(MATERIAL FOR THE TASK begins)

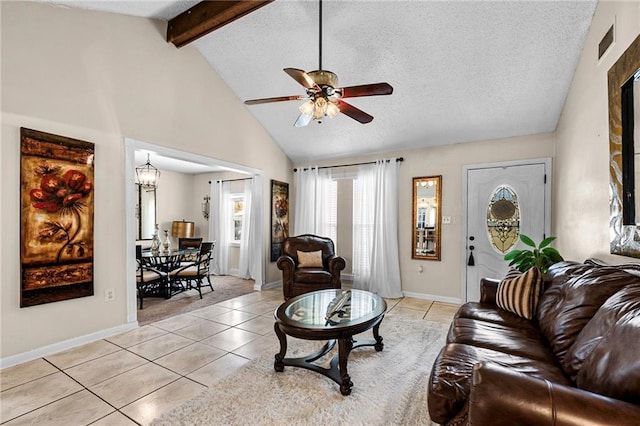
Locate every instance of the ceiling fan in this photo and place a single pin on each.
(324, 97)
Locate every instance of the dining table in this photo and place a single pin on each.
(167, 261)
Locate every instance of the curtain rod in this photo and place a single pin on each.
(232, 180)
(399, 159)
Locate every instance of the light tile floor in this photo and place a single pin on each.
(134, 377)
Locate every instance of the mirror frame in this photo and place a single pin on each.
(438, 225)
(625, 239)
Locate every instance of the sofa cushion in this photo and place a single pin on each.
(312, 276)
(525, 342)
(450, 380)
(309, 259)
(487, 312)
(566, 308)
(613, 367)
(519, 292)
(602, 323)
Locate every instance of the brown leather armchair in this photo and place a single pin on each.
(297, 279)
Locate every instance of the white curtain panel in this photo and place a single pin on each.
(376, 265)
(315, 190)
(222, 217)
(249, 263)
(305, 184)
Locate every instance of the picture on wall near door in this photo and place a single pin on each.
(279, 217)
(57, 205)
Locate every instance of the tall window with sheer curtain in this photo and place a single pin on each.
(376, 265)
(316, 203)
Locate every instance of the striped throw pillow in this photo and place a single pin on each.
(518, 293)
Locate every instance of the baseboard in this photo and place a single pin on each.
(267, 286)
(67, 344)
(454, 300)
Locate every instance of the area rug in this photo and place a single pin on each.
(225, 287)
(390, 387)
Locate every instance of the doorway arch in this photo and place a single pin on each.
(132, 145)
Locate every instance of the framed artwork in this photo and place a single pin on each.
(279, 217)
(57, 206)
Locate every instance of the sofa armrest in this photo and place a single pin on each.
(488, 290)
(500, 396)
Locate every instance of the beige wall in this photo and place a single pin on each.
(441, 280)
(581, 202)
(102, 77)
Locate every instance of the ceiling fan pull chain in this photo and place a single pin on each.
(320, 37)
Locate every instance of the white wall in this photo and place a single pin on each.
(102, 77)
(174, 201)
(581, 202)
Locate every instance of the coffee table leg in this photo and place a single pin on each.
(376, 334)
(278, 364)
(344, 347)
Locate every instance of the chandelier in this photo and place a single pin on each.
(147, 176)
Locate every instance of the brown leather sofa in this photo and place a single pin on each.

(MATERIAL FOR THE TASK ends)

REQUIRED ACTION -> Your task is to restate every record word for word. Omit all pictures.

THE COMPLETED TASK ->
Locate every instance of the ceiling fan in this photo and place a single pin on each.
(324, 97)
Locate every instance of the dining table in this photo and place a single pin on each.
(167, 261)
Locate every instance of the curtain rod in this photo and place a single pin on each.
(232, 180)
(399, 159)
Locate every instance of the light tile floor in this photo and place a single pin on each.
(134, 377)
Locate every instance of the mirror frame in this photo and place a single pin on each.
(438, 225)
(625, 239)
Locate every instance of the sofa cushion in this photo and place a single pin on each.
(312, 276)
(525, 342)
(450, 380)
(309, 259)
(487, 312)
(566, 308)
(613, 367)
(519, 292)
(602, 323)
Locate every instance of the brown leather armchair in this photo and place a single pin on each.
(297, 279)
Locate every instance of the white curtain panel in this photo and place a single pin on each.
(376, 265)
(315, 190)
(222, 217)
(249, 263)
(305, 184)
Locate every instance of the picture on wall near door in this photo and place a single pin on each.
(279, 217)
(57, 205)
Locate every instance of the tall window with sheer curtain in this photo and place a single pin on each.
(376, 265)
(316, 203)
Locate every instance of the striped throw pillow in this photo and place a single pin on each.
(518, 293)
Locate every instance of the baseboard in this photo and place a single pin on each.
(267, 286)
(67, 344)
(454, 300)
Locate every instance of the area rug in this photo and place a single pin on each.
(225, 287)
(390, 387)
Locate every instance of the doorway arch in this photo and place a single pin on each.
(132, 145)
Locate every instance of the framed artwork in this photo and place a single pin on each.
(279, 217)
(57, 206)
Locate every instance of the sofa armrest in this photo and place a single pin on each.
(488, 290)
(500, 396)
Locate every instance of the beige wall in this photo and place a single pin on each.
(441, 280)
(581, 202)
(102, 77)
Locate every instance of the ceiling fan pull chain in this photo and place a single pin on each.
(320, 37)
Locate every instance of the white wall in this photo and place a single pin on each.
(102, 77)
(174, 201)
(581, 202)
Locate every instance of the coffee table leg in this photo and place a single pin on each.
(376, 334)
(278, 364)
(344, 347)
Locate every instance of the chandelier in this photo and place a single pin on each.
(147, 176)
Locate every instance of the brown leather sofa in this photo and place a single pin on each.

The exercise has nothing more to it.